Return the stretch of the Airflow guide from "Airflow 3.x Changes" through "imports (airflow.models, airflow.decorators)", copied word for word.
-- Begin Document segment --
Airflow Skill

Minimal, production-grade Airflow patterns for Airflow 2 and 3.

Version Detection (Must Run First)

Before proposing any changes, confirm the Airflow version:

Detection order (use first available):

•Project dependency pins (requirements.txt, constraints.txt, pyproject.toml)
•Deployed image/app version (Helm values, image tags)
•Runtime confirmation: airflow version inside scheduler/webserver pod

Hard rules:

•Do not mix constructs between Airflow major/minor versions
•Always validate guidance against the project's current Airflow version pin
•If you cannot determine the version, stop and ask one focused question

Docs rule:

•Prefer https://airflow.apache.org/docs/apache-airflow/<major>.<minor>.*
•Avoid /stable/ docs unless explicitly on current stable release

Version Support

This skill supports both Airflow 2.x and Airflow 3.x. Key differences:

Airflow 3.x Changes

•New import namespace: Use from airflow.sdk import DAG, task instead of airflow.models
•Assets replace Datasets: Dataset → Asset, DatasetEvent → AssetEvent
•No metadata DB access in tasks: Use Airflow REST API or context instead
•schedule_interval removed: Use unified schedule parameter
•catchup=False by default: Explicit opt-in for backfills
•logical_date=None for manual/asset triggers: No data interval for ad-hoc runs
•Standard operators moved: PythonOperator, BashOperator now in apache-airflow-providers-standard
•Removed: SubDAGs, SLAs, pickling, execution_date context variable

When Writing DAGs

•Airflow 2: Use legacy imports (airflow.models, airflow.decorators)
•Airflow 3: Use airflow.sdk imports for forward compatibility
•Check version with from airflow import __version__

When to Use

•Writing new DAGs
•Debugging task failures
•Optimizing scheduler performance
•Configuring KubernetesPodOperator
•Managing connections and variables

Python's Zen Applied to DAGs

code

Simple is better than complex.        -> Use TaskFlow over classic operators
Explicit is better than implicit.     -> Name tasks clearly, document dependencies
Flat is better than nested.           -> Avoid deep task groups unless necessary
Sparse is better than dense.          -> One DAG per file, focused responsibility
Errors should never pass silently.    -> Always set on_failure_callback

DAG Skeleton

Airflow 3.x (Recommended)
-- End Document segment --
-- Begin Entries supplied --
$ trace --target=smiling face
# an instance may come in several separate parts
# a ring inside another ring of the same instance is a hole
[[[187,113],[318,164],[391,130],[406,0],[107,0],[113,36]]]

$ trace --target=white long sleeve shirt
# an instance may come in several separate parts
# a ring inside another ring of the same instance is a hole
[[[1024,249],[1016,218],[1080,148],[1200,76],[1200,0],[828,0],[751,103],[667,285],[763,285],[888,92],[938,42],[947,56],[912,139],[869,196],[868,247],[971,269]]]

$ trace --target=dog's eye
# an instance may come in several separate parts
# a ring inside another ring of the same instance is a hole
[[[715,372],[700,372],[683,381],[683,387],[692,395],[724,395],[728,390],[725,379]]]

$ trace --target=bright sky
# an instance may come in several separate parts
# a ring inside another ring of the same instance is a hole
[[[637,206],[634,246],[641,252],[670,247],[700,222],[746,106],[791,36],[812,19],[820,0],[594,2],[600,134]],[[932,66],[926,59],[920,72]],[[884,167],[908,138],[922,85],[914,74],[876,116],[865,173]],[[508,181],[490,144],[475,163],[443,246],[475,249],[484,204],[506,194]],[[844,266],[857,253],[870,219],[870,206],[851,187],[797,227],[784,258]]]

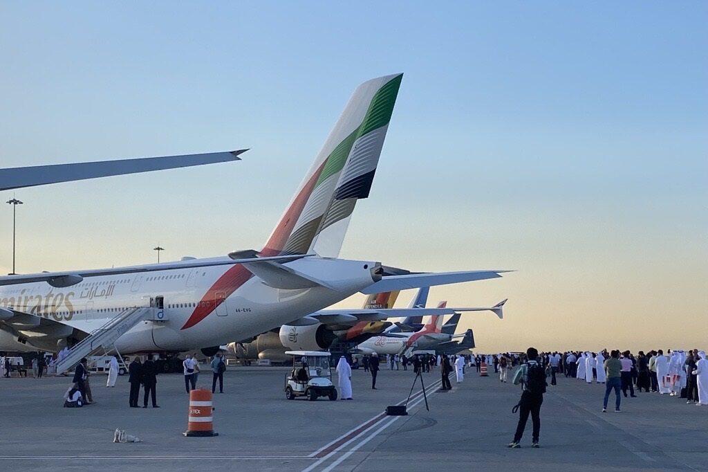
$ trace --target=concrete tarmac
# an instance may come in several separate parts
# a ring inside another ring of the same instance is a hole
[[[520,390],[493,373],[468,372],[461,384],[453,375],[450,392],[435,391],[438,372],[424,374],[430,411],[418,383],[410,414],[387,417],[411,391],[411,371],[383,369],[375,390],[354,371],[354,400],[309,402],[285,399],[287,370],[229,367],[213,438],[183,437],[178,374],[158,376],[159,409],[129,408],[127,376],[107,388],[105,376],[93,376],[97,403],[81,409],[62,408],[70,378],[0,378],[0,471],[708,471],[708,406],[668,395],[622,398],[620,413],[611,398],[603,413],[604,386],[561,376],[541,410],[541,448],[530,447],[530,420],[522,448],[509,449]],[[210,386],[202,372],[198,387]],[[115,428],[144,442],[114,444]]]

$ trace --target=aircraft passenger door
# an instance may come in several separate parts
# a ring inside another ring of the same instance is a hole
[[[229,310],[226,306],[226,292],[217,292],[214,300],[217,304],[217,316],[228,315]]]
[[[187,276],[187,288],[194,288],[195,285],[195,281],[197,280],[197,271],[198,269],[193,269],[192,271],[189,273]]]
[[[165,320],[165,298],[159,296],[150,297],[150,308],[152,308],[152,319],[158,321]]]
[[[142,276],[137,275],[135,276],[135,280],[133,281],[133,284],[130,286],[131,292],[137,292],[140,288],[140,284],[142,283]]]

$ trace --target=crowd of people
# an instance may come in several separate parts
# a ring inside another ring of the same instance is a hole
[[[195,356],[189,354],[185,356],[182,365],[184,370],[185,388],[188,393],[190,390],[197,388],[197,381],[199,376],[199,363]],[[120,364],[118,355],[113,356],[108,364],[108,376],[105,386],[115,386],[118,379]],[[135,356],[127,366],[128,384],[130,394],[128,405],[131,408],[138,408],[141,388],[143,390],[142,408],[147,408],[149,400],[152,401],[152,408],[159,408],[157,405],[157,374],[159,370],[155,361],[157,356],[148,354],[143,360],[140,356]],[[64,395],[64,404],[67,408],[78,408],[85,405],[96,403],[91,394],[89,376],[91,372],[88,369],[88,360],[81,359],[74,371],[72,385]],[[221,353],[217,353],[209,364],[212,371],[212,393],[216,391],[217,383],[219,384],[219,393],[224,393],[224,372],[226,371],[226,363]]]

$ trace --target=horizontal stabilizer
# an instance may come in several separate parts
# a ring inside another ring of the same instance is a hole
[[[406,290],[434,285],[447,285],[472,282],[501,277],[500,274],[510,271],[468,271],[462,272],[440,272],[438,274],[411,274],[384,276],[378,282],[361,290],[362,293],[377,293],[392,290]],[[417,310],[418,308],[416,308]]]
[[[413,326],[409,326],[408,325],[404,325],[404,323],[401,322],[396,322],[394,324],[401,329],[401,332],[416,332],[416,331],[418,331],[418,330],[413,327]]]
[[[266,285],[273,288],[295,290],[324,286],[334,290],[324,281],[311,277],[276,261],[255,261],[244,262],[244,266]]]
[[[247,150],[0,169],[0,190],[240,161]]]
[[[312,254],[295,254],[292,256],[273,256],[272,257],[249,257],[246,259],[217,258],[208,259],[193,259],[180,261],[178,262],[164,262],[162,264],[151,264],[144,266],[128,266],[127,267],[115,267],[110,269],[92,269],[85,271],[72,271],[67,272],[41,272],[40,274],[27,274],[0,276],[0,286],[14,285],[16,283],[30,283],[33,282],[45,281],[50,283],[57,283],[54,286],[71,286],[79,283],[86,277],[96,277],[99,276],[110,276],[136,274],[141,272],[158,272],[160,271],[171,271],[178,269],[191,269],[194,267],[210,267],[213,266],[234,265],[236,264],[246,264],[248,262],[263,262],[273,261],[274,262],[285,262],[294,261],[302,257],[309,257]],[[73,282],[66,285],[67,282]]]

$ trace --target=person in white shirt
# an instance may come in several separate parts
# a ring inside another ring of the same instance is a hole
[[[113,356],[110,358],[110,363],[108,364],[108,380],[105,382],[106,387],[115,387],[115,381],[118,378],[118,356]]]
[[[339,393],[342,400],[352,399],[352,369],[347,359],[342,356],[337,364],[337,377],[339,381]]]
[[[457,356],[455,359],[455,373],[457,376],[457,383],[462,383],[464,379],[464,359],[462,356]]]
[[[197,388],[197,381],[194,378],[196,365],[197,361],[192,359],[192,354],[187,354],[186,359],[182,362],[182,367],[184,368],[184,388],[188,393],[190,385],[192,386],[192,390]]]

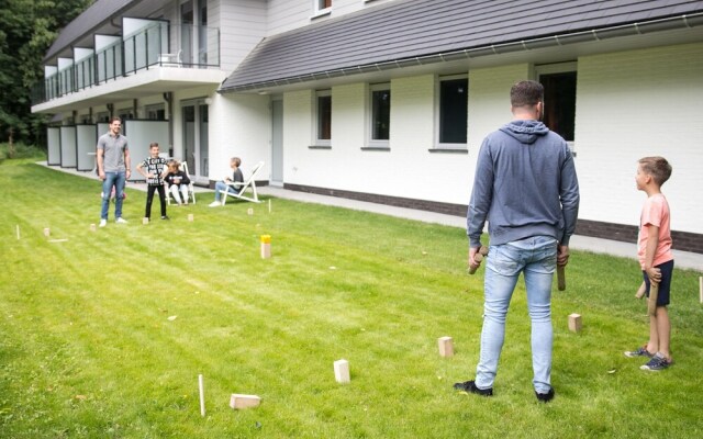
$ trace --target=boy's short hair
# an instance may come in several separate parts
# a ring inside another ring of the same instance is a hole
[[[510,89],[510,104],[513,106],[534,106],[545,97],[545,88],[537,81],[520,81]]]
[[[662,185],[671,177],[671,165],[663,157],[643,157],[638,162],[641,170],[650,175],[657,185]]]

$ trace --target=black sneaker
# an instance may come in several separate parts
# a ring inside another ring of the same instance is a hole
[[[467,393],[476,393],[481,396],[493,396],[493,387],[489,389],[479,389],[476,386],[476,381],[466,381],[464,383],[455,383],[454,390],[467,392]]]
[[[554,387],[549,389],[549,392],[547,393],[539,393],[535,391],[535,396],[537,396],[537,401],[540,403],[548,403],[554,399]]]
[[[661,353],[657,352],[647,364],[639,367],[641,370],[658,372],[671,365],[671,361],[667,360]]]
[[[623,352],[625,354],[625,357],[629,357],[629,358],[635,358],[635,357],[647,357],[647,358],[652,358],[655,354],[650,353],[647,350],[647,345],[645,346],[640,346],[639,348],[637,348],[636,350],[626,350],[625,352]]]

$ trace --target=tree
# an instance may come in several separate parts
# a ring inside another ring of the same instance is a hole
[[[32,87],[58,32],[93,0],[4,0],[0,9],[0,142],[36,144],[46,123],[32,114]]]

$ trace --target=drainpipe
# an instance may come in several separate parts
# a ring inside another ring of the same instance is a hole
[[[174,157],[174,95],[170,91],[164,93],[168,109],[168,156]]]

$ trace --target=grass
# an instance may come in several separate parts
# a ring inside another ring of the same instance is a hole
[[[90,232],[99,192],[31,160],[0,166],[1,437],[703,435],[699,272],[676,270],[677,362],[647,373],[622,354],[648,335],[636,262],[573,251],[568,290],[554,293],[557,397],[533,394],[521,284],[495,396],[479,398],[451,391],[473,376],[481,329],[483,269],[466,274],[464,230],[278,199],[271,213],[208,209],[202,196],[143,226],[145,194],[127,190],[131,223]],[[447,335],[456,354],[440,358]],[[334,380],[343,358],[347,385]],[[234,412],[232,393],[263,403]]]

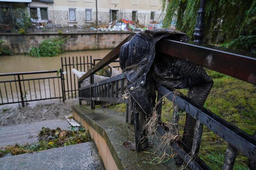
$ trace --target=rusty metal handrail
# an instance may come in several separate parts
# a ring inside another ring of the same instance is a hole
[[[256,55],[228,48],[164,39],[157,51],[256,84]]]

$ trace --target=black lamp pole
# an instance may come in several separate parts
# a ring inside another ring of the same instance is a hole
[[[201,0],[200,7],[197,11],[197,21],[195,26],[194,33],[194,41],[202,43],[204,39],[204,0]]]

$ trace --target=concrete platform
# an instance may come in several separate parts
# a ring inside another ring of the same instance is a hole
[[[125,123],[125,115],[105,108],[91,110],[89,106],[74,105],[72,108],[75,119],[89,130],[105,169],[176,170],[180,167],[172,159],[155,165],[150,155],[153,152],[153,143],[146,152],[139,152],[123,146],[124,141],[135,142],[133,126]]]

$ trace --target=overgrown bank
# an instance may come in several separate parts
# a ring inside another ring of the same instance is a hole
[[[256,86],[214,71],[207,70],[214,82],[204,107],[252,135],[256,129]],[[187,95],[187,90],[180,90]],[[172,103],[164,99],[162,120],[172,122]],[[109,107],[125,112],[126,106],[121,104]],[[180,134],[183,134],[185,113],[180,115]],[[213,170],[222,168],[227,144],[204,127],[200,151],[200,157]],[[248,169],[248,159],[239,153],[234,169]]]

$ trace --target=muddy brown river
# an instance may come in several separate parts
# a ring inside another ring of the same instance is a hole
-- End Entries supplied --
--- Answer in full ---
Airflow 3.x Changes

•New import namespace: Use from airflow.sdk import DAG, task instead of airflow.models
•Assets replace Datasets: Dataset → Asset, DatasetEvent → AssetEvent
•No metadata DB access in tasks: Use Airflow REST API or context instead
•schedule_interval removed: Use unified schedule parameter
•catchup=False by default: Explicit opt-in for backfills
•logical_date=None for manual/asset triggers: No data interval for ad-hoc runs
•Standard operators moved: PythonOperator, BashOperator now in apache-airflow-providers-standard
•Removed: SubDAGs, SLAs, pickling, execution_date context variable

When Writing DAGs

•Airflow 2: Use legacy imports (airflow.models, airflow.decorators)